## BEGIN Raw records

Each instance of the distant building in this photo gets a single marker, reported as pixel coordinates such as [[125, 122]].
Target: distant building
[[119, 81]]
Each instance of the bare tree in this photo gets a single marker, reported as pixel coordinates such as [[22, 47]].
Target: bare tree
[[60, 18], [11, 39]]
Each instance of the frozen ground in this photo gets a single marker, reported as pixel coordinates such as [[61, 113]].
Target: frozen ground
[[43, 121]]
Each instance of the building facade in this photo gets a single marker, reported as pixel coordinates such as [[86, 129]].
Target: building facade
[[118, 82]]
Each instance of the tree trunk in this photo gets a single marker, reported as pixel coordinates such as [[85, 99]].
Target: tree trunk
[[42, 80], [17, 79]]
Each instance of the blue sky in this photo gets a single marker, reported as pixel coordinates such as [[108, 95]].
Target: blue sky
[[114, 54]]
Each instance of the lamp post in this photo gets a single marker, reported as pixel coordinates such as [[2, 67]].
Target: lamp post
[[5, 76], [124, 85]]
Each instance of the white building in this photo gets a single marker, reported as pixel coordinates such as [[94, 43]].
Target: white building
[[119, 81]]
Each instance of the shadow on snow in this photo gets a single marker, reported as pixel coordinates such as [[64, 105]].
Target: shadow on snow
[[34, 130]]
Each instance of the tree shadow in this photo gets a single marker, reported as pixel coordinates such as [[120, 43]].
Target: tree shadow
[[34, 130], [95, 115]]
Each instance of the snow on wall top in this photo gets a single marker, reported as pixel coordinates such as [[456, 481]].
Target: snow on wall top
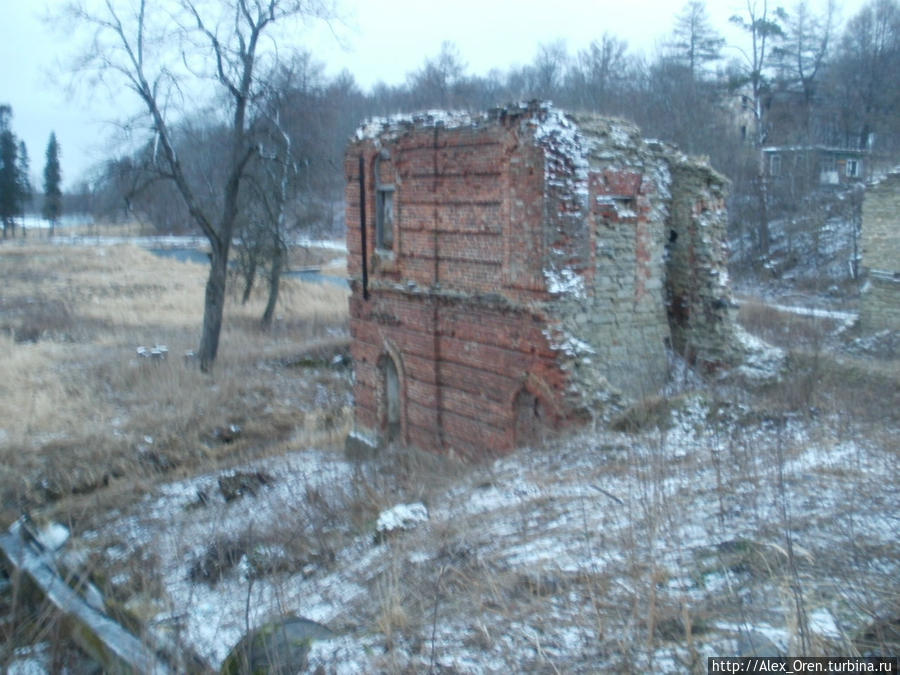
[[393, 125]]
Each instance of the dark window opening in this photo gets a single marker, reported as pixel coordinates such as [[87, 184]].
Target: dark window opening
[[530, 419], [384, 217], [391, 384]]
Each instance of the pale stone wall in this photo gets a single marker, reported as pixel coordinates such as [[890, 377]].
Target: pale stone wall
[[880, 308]]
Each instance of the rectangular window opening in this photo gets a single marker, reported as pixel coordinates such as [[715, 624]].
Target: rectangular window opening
[[384, 217]]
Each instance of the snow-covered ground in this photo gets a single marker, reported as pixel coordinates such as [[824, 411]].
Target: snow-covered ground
[[737, 528]]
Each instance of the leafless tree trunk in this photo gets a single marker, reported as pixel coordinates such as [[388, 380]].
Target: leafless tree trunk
[[156, 72]]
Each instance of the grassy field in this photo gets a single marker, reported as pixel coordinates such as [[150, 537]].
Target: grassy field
[[84, 418], [721, 517]]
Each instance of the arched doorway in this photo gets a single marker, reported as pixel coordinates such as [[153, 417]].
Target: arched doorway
[[530, 419]]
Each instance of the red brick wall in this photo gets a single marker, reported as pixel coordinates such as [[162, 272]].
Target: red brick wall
[[468, 210]]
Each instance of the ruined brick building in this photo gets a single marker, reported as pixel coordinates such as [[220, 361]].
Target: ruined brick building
[[880, 308], [521, 270]]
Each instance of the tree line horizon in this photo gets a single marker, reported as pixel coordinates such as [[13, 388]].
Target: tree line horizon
[[264, 159]]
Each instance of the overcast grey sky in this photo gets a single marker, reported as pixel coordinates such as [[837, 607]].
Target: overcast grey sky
[[377, 41]]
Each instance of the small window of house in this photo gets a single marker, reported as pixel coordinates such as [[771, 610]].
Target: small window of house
[[384, 217]]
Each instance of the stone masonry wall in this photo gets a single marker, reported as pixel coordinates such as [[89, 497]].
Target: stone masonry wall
[[880, 308], [701, 309]]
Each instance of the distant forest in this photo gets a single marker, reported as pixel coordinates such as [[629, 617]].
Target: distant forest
[[805, 81]]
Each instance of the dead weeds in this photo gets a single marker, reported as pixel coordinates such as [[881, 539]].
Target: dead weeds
[[82, 411]]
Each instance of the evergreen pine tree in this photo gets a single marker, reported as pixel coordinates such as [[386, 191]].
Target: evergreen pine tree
[[9, 183], [52, 180], [26, 190]]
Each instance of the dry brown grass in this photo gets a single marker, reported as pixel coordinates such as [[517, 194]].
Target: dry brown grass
[[79, 410]]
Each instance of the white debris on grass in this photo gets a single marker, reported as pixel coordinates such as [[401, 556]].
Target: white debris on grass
[[678, 509], [762, 362], [401, 517]]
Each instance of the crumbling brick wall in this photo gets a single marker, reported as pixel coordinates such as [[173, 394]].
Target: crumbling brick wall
[[880, 309], [525, 280]]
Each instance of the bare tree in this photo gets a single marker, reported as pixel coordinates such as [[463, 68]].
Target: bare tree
[[694, 41], [763, 28], [437, 81], [803, 53], [864, 80], [159, 51], [599, 69]]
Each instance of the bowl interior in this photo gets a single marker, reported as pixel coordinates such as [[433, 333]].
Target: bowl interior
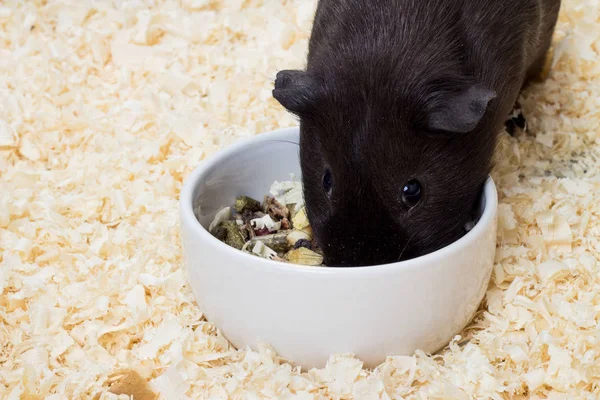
[[249, 167]]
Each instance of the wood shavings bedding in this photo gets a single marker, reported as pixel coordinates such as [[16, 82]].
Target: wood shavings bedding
[[104, 110]]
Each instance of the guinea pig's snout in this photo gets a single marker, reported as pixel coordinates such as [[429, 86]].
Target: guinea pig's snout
[[347, 247]]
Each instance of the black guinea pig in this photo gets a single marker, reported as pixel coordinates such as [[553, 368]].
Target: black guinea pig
[[400, 108]]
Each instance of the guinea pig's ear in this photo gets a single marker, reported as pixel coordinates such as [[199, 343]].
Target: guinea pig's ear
[[296, 90], [460, 112]]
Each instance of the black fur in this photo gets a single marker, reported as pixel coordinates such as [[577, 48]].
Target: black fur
[[407, 89]]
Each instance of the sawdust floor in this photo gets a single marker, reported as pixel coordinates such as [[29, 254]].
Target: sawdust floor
[[105, 109]]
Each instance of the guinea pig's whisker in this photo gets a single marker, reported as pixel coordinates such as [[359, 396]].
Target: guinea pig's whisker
[[405, 246]]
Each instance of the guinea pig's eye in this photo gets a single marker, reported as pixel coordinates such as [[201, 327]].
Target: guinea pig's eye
[[327, 182], [411, 193]]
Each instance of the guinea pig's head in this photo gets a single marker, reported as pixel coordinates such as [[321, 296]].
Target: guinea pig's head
[[392, 174]]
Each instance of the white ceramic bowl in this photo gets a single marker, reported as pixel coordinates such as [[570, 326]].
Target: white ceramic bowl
[[309, 313]]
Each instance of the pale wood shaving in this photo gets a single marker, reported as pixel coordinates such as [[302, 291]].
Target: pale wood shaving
[[105, 107]]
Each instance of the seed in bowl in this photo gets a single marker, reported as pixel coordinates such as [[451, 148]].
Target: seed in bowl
[[276, 229]]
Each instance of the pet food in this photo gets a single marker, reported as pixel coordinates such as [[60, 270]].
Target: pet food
[[276, 229]]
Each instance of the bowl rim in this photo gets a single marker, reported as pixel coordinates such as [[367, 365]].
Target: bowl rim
[[186, 213]]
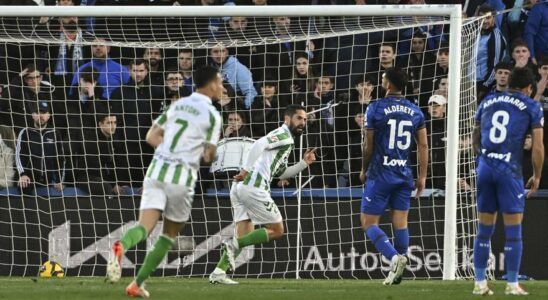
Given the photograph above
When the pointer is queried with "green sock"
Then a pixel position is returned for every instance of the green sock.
(133, 236)
(154, 258)
(223, 263)
(257, 236)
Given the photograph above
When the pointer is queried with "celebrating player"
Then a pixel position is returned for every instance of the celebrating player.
(390, 125)
(502, 122)
(187, 132)
(250, 196)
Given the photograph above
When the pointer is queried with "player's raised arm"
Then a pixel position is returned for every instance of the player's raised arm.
(367, 151)
(155, 135)
(537, 154)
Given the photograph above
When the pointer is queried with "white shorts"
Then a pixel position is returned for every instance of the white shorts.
(173, 199)
(255, 204)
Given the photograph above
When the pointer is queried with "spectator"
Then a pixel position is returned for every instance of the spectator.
(536, 29)
(420, 61)
(186, 67)
(436, 125)
(112, 75)
(175, 86)
(517, 18)
(154, 56)
(502, 74)
(433, 77)
(26, 91)
(103, 168)
(7, 150)
(39, 152)
(280, 57)
(236, 125)
(141, 104)
(491, 51)
(521, 56)
(228, 102)
(236, 74)
(65, 59)
(267, 110)
(542, 84)
(304, 79)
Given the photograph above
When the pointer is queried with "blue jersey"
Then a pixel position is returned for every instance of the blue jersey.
(505, 119)
(395, 122)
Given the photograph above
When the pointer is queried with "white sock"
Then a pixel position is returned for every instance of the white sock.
(482, 283)
(513, 284)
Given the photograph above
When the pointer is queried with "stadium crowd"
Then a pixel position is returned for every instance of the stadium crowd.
(74, 115)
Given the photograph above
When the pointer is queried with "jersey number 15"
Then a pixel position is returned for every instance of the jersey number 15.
(399, 130)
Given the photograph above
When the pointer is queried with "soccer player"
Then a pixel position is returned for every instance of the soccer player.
(390, 125)
(502, 122)
(250, 195)
(187, 132)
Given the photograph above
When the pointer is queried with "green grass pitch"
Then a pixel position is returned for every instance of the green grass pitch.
(256, 289)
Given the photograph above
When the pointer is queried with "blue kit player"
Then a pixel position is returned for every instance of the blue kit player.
(502, 122)
(391, 125)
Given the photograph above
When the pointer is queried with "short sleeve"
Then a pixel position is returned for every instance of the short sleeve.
(214, 130)
(369, 119)
(537, 115)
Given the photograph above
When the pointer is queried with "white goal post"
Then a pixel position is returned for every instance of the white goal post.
(453, 13)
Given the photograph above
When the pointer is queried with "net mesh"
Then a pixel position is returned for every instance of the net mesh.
(86, 169)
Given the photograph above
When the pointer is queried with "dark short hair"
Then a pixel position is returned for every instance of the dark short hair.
(397, 77)
(89, 74)
(485, 8)
(519, 43)
(292, 109)
(504, 66)
(138, 62)
(204, 75)
(543, 61)
(391, 45)
(521, 78)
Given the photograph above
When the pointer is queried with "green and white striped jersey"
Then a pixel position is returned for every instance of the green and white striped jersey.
(272, 162)
(188, 124)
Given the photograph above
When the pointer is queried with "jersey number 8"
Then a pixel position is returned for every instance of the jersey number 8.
(498, 132)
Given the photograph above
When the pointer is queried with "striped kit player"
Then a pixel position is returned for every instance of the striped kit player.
(185, 134)
(251, 201)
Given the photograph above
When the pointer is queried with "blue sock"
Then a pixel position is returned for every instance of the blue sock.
(401, 240)
(512, 251)
(381, 242)
(482, 247)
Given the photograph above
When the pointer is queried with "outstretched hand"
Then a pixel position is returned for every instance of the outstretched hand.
(310, 156)
(240, 176)
(532, 184)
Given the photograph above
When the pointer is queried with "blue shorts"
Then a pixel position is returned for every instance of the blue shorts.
(380, 194)
(499, 192)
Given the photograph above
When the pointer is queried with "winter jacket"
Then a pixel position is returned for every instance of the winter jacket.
(39, 155)
(7, 151)
(536, 29)
(239, 78)
(112, 75)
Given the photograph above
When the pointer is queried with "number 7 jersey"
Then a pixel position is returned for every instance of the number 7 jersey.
(505, 119)
(395, 122)
(188, 124)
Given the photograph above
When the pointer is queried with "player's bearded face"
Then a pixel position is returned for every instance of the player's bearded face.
(297, 123)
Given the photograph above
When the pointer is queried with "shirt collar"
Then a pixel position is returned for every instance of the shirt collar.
(202, 97)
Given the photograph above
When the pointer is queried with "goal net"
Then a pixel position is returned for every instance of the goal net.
(78, 95)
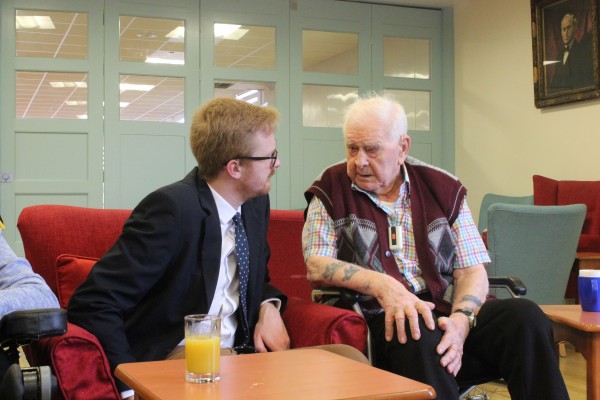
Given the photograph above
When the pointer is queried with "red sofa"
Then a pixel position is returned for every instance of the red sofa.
(63, 242)
(550, 192)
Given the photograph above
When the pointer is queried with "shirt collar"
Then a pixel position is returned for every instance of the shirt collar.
(225, 210)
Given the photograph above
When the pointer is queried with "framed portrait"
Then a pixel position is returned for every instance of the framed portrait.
(565, 51)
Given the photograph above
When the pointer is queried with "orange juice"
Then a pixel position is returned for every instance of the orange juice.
(203, 354)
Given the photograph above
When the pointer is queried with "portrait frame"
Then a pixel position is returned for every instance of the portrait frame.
(565, 51)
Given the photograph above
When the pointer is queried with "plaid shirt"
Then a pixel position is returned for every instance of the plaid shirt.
(319, 237)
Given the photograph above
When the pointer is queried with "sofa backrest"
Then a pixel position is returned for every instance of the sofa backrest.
(286, 265)
(50, 231)
(550, 192)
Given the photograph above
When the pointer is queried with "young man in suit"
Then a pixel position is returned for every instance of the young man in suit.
(176, 255)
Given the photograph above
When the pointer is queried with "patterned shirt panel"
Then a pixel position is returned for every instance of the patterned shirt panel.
(319, 236)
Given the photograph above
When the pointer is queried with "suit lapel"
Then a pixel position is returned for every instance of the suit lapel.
(210, 247)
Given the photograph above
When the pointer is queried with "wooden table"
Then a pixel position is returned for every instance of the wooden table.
(582, 330)
(295, 374)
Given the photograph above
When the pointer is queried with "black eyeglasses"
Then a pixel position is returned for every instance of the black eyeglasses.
(272, 157)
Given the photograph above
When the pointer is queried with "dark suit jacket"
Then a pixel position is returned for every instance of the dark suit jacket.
(164, 266)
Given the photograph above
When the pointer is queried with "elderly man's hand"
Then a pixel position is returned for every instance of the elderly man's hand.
(270, 333)
(401, 305)
(456, 328)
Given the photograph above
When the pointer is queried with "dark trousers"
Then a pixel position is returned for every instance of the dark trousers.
(512, 340)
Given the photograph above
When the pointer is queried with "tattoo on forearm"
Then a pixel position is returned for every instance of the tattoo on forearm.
(349, 272)
(331, 269)
(472, 299)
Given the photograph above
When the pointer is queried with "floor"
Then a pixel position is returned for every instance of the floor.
(573, 368)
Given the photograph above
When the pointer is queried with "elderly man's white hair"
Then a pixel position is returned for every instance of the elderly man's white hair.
(383, 108)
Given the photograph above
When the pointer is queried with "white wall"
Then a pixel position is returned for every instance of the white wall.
(501, 138)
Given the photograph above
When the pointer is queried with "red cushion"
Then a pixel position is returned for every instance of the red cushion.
(550, 192)
(544, 191)
(71, 271)
(51, 230)
(286, 265)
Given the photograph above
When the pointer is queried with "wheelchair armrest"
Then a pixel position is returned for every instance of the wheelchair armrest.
(23, 327)
(513, 284)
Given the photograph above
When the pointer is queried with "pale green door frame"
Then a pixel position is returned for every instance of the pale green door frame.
(103, 161)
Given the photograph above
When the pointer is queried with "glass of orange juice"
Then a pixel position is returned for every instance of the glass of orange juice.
(202, 348)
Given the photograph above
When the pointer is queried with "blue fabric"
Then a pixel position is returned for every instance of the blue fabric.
(20, 287)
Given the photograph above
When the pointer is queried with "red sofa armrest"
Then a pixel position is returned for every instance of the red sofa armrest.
(79, 363)
(313, 324)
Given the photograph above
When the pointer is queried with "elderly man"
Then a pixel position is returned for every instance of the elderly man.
(574, 68)
(387, 225)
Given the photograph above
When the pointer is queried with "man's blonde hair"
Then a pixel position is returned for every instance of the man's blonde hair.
(224, 129)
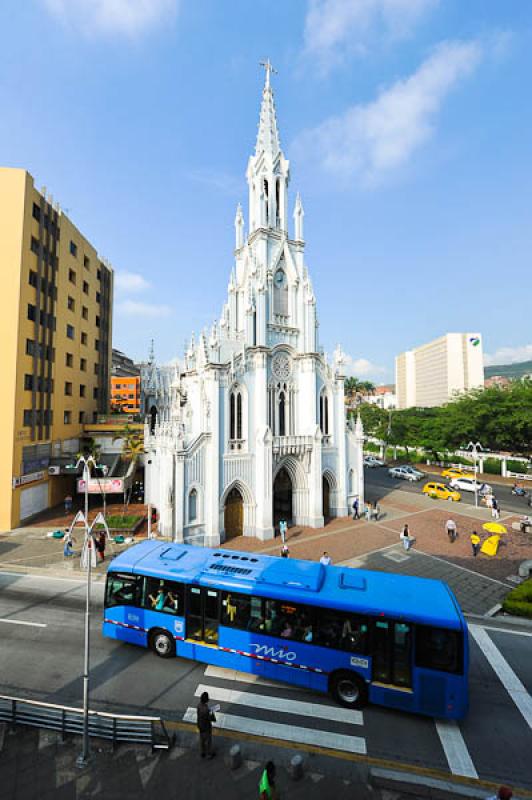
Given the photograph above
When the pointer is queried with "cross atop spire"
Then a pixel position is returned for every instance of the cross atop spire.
(268, 135)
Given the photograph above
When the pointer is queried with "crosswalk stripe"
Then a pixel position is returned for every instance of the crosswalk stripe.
(287, 733)
(283, 705)
(504, 672)
(454, 747)
(246, 677)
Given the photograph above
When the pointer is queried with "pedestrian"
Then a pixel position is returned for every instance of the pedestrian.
(450, 527)
(407, 540)
(102, 541)
(205, 718)
(503, 793)
(267, 788)
(475, 543)
(68, 504)
(67, 549)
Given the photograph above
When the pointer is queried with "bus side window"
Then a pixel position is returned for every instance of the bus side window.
(438, 648)
(122, 590)
(162, 595)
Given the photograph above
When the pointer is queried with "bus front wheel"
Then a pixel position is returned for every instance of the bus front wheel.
(349, 690)
(162, 644)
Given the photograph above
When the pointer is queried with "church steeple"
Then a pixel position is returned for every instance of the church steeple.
(268, 171)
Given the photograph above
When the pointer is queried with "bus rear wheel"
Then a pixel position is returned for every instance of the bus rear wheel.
(162, 644)
(349, 690)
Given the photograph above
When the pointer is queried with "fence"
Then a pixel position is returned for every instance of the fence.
(114, 727)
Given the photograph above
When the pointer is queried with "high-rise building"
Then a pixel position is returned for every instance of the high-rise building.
(55, 330)
(434, 373)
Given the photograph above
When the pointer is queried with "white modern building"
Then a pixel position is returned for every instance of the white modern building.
(434, 373)
(254, 428)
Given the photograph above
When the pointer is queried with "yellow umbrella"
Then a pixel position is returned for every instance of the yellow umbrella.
(494, 527)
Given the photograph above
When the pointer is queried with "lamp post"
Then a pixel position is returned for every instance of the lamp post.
(84, 756)
(475, 447)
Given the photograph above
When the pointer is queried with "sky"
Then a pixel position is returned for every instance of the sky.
(408, 125)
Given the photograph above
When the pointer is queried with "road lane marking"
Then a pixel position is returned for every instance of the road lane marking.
(23, 622)
(287, 733)
(282, 705)
(504, 672)
(455, 749)
(246, 677)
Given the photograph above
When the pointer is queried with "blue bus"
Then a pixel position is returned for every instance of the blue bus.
(395, 640)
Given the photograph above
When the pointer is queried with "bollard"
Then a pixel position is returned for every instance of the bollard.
(296, 768)
(235, 757)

## END Raw records

Task brief »
Repeat the lines above, starting at the one containing "Each instance of the building" and ending at the one containing "[[393, 125]]", with the requests included and 136 added to every pixel coordinate given as an answer. Leave the pictures out of your reply.

Output of the exercise »
Each instance of the building facade in this photo gets a single marker, reported as pixel coordinates such as [[86, 129]].
Target: building facade
[[254, 218]]
Each instance of the tree trunk in this photo gets a single marker, reported as pixel coordinates such as [[85, 99]].
Target: tree trunk
[[178, 216], [153, 215]]
Each instance of the blue sky in this photo gets a single marker, reported as pixel coordinates such as [[108, 95]].
Target: blue sky
[[250, 190]]
Each instance of the lamp post in this photo gets a single marker, reported as pixel coordinates such as [[2, 67]].
Target: lamp post
[[141, 212], [260, 221]]
Each instance of the white building in this photo gets a single marker, reported as pixel coordinates such as [[94, 43]].
Target: white building
[[255, 217]]
Each instance of the shadow on snow in this photo gets a single marker, reported as pixel coordinates such as [[64, 105]].
Target: shadow on snow
[[170, 266]]
Each instance of the tree shadow in this photo gets a single marker, reported as pixel coordinates such as [[120, 43]].
Target: tree shadow
[[170, 266], [231, 251]]
Each instance of the snow on wall top in this photo gets a single marker, reported as pixel coordinates such as [[456, 481]].
Target: snow on wall top
[[529, 261]]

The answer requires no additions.